### Task objective:
Pick up the cycling journal entry below about the ride from Ormiston Gorge to Glen Helen and continue it from its last sentence.

START Document excerpt

Onwards to Uluru: Where there is a will, there will always be a way.... Even when dingos eat your tent - A treadling Hyohakusha - CycleBlaze

September 3, 2017

Onwards to Uluru: Where there is a will, there will always be a way.... Even when dingos eat your tent

Ormiston gorge to Glen Helen
12 km

It was only 12 km from Ormiston to Glen Helen, so I thought I'd hang around until the cafe opened at 1000 and try my luck with the vanilla slice one last time. Alas, it was not to be, they didn't have time to make another batch, so hungry cyclists and all the campers will have to do without today...

Glen Helen was not busy when I got there before noon, but during the afternoon people came rolling in from Alice Springs. Glen Helen (restaurant and bar, emphasis on the bar) is where they all head for a campout pissup. And when I got back to my tent after the afternoon burger, beer and blog updating, I was surrounded by a bunch of geriatric bikies and their women. I didn't have to worry about them though. It seems geriatric bikes just can't party like they did when they were young. They had been drinking all day and by 2200 they were fairly well roasted and pickled - sound asleep in their swags well before midnight. Just as well, too: there is only so much farting, burping and incoherent drunken rambling you can take in the middle of the night. Not quite as cute as my neighbours yesterday at Ormiston.

I overheard one of the staff mention that the Finke River is the world's oldest river. Oldest river in the oldest continent - I like that.

If you, gentle reader, cycle south from here, Ormiston Gorge has very good bore water. Glen Helen does not. It is drinkable, but just barely. I got my water from their rainwater tanks located close to the camp kitchen; there was no one around early in the morning to tell me I couldn't. All in all, if you're asking my opinion, I think Ormiston is the better value of the two locations, unless of course you want a beer with that burger or you need to party like a bikie...

END Document excerpt
START Material shown

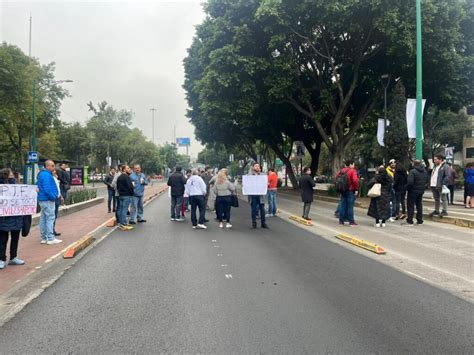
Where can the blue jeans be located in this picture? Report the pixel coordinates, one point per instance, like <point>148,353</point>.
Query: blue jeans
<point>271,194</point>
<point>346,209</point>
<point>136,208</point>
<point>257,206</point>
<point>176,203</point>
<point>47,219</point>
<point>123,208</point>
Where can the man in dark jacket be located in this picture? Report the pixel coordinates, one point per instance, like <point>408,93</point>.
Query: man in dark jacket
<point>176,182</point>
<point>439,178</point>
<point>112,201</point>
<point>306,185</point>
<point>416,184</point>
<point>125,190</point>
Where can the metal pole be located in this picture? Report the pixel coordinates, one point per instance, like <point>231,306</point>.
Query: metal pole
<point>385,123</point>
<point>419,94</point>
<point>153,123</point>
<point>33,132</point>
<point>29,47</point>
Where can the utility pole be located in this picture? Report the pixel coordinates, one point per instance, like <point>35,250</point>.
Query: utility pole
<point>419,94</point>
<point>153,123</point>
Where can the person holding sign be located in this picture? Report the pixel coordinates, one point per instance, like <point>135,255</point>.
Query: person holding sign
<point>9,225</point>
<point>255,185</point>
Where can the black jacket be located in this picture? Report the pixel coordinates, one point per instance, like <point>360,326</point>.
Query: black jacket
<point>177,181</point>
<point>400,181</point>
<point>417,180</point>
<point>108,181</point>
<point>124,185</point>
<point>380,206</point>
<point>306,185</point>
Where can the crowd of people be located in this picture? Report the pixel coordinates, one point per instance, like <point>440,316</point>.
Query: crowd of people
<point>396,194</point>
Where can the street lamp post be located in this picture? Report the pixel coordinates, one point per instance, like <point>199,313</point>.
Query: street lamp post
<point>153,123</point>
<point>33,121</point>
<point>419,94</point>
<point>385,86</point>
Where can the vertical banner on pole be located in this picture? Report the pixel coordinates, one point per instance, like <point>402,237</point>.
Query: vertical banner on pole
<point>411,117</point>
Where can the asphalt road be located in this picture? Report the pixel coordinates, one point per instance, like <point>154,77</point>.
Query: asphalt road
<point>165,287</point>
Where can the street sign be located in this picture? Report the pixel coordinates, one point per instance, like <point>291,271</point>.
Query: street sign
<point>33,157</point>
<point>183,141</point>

END Material shown
START Material shown

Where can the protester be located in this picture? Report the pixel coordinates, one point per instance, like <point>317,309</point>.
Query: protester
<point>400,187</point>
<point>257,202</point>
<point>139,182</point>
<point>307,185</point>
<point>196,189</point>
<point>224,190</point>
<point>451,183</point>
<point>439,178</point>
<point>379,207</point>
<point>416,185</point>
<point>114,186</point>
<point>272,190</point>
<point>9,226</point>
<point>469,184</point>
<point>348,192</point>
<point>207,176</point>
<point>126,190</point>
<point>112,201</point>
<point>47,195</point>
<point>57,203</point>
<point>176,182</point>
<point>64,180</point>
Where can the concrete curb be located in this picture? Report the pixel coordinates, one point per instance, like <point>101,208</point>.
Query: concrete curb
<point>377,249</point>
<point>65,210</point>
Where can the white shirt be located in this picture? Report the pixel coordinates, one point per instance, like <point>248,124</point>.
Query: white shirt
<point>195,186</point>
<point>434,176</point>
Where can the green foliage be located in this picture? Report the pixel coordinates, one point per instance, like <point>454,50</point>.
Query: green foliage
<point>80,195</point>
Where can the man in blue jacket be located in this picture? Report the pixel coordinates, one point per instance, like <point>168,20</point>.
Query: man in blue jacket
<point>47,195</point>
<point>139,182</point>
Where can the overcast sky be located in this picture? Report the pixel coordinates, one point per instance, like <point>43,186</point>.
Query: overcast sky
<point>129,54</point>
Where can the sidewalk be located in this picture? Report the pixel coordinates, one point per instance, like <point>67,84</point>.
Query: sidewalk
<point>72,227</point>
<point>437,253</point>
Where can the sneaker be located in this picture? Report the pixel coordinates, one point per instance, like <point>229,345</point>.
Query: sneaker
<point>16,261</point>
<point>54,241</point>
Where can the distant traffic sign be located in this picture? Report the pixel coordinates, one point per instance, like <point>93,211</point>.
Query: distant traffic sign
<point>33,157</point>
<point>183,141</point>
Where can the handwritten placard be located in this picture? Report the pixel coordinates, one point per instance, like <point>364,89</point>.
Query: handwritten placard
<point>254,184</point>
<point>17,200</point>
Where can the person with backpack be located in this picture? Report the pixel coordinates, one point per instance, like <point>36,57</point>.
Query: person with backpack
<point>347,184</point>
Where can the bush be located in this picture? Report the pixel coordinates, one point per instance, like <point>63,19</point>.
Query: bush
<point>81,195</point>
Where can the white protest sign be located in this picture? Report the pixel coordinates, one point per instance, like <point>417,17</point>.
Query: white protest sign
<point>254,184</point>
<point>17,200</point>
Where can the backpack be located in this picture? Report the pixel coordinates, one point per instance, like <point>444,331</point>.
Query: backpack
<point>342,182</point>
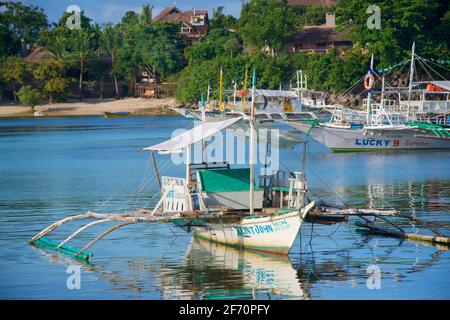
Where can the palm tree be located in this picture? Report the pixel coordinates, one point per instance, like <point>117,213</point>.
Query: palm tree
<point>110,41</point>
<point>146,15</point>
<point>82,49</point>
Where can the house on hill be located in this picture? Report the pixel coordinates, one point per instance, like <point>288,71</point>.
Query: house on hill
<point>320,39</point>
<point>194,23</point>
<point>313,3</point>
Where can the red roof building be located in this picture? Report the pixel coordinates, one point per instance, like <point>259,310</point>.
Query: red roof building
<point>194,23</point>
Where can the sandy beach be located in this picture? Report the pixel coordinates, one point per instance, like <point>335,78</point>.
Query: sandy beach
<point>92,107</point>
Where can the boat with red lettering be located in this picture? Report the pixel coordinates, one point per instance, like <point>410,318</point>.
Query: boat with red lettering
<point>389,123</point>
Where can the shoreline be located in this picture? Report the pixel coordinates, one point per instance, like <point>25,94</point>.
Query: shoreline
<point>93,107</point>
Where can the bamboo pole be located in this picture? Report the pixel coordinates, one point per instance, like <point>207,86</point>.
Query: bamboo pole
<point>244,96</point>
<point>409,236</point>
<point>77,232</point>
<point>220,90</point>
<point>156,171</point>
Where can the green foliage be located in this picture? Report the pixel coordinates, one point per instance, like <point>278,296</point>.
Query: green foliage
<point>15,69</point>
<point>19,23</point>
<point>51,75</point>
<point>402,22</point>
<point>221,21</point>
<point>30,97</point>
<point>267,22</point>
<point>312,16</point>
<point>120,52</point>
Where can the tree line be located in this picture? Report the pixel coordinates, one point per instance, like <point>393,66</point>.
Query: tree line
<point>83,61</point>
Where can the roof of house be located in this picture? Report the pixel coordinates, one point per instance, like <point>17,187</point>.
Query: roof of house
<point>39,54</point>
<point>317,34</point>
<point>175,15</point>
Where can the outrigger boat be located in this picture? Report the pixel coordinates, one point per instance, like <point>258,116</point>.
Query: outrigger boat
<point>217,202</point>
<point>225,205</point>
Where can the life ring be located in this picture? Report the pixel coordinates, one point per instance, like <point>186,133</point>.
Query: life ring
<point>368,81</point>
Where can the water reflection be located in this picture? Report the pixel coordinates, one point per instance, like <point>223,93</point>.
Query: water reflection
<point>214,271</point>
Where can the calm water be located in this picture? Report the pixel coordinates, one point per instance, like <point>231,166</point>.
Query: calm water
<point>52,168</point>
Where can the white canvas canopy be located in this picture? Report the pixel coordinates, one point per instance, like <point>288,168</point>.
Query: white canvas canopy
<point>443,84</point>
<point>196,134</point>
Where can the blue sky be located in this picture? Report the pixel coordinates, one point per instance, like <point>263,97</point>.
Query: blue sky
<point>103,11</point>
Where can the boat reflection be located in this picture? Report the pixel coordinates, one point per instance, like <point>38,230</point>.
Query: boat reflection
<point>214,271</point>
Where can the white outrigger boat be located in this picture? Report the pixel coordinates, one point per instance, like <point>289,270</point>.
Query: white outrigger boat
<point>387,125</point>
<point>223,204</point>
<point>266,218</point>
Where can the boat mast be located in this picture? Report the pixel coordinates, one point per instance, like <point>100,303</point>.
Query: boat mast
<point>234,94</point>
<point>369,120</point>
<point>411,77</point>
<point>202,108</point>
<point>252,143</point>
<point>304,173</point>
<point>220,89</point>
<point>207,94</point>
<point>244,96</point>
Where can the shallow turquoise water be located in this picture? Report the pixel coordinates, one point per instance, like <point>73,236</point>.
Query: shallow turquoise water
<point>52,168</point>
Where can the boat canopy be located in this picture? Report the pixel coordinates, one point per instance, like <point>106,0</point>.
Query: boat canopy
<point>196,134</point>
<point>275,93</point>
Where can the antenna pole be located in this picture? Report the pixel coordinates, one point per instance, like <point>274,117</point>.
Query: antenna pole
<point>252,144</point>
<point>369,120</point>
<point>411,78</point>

END Material shown

### Exercise response:
Now, will 15 litres be enough to get this aged geriatric to Kings Canyon? Read on gentle reader to find out.

Glen Helen to Meerenie Loop
89 km

I thought I was getting an early start, but it was about 0830 by the time I got going: back in the routine, I guess. Found a small brown snake sunning him/her self (I'm not getting close enough to enquire about its gender) on the road just past the Finke River crossing. I started with a tailwind, which was a lot of fun and good for the morale - the kilometres flew by and the West Macs were amazing. I eventually turned south and my tailwind turned into a headwind for the climb over Tyler Pass. It is a lovely ride through the pass and a gentle grade, but the strong headwind made hard work of it. The birds were singing and the creek the road follows was quietly sublime - I doubt that the car riders would have even noticed - another good reason to travel by bicycle. The view of Gosse Bluff from the lookout at the top of the pass is breathtaking.

And where are those damn wild horses, there was plenty of sign that they are out there.

They have to be out there somewhere...
They were making "group deposits" on the roadside every 100 metres.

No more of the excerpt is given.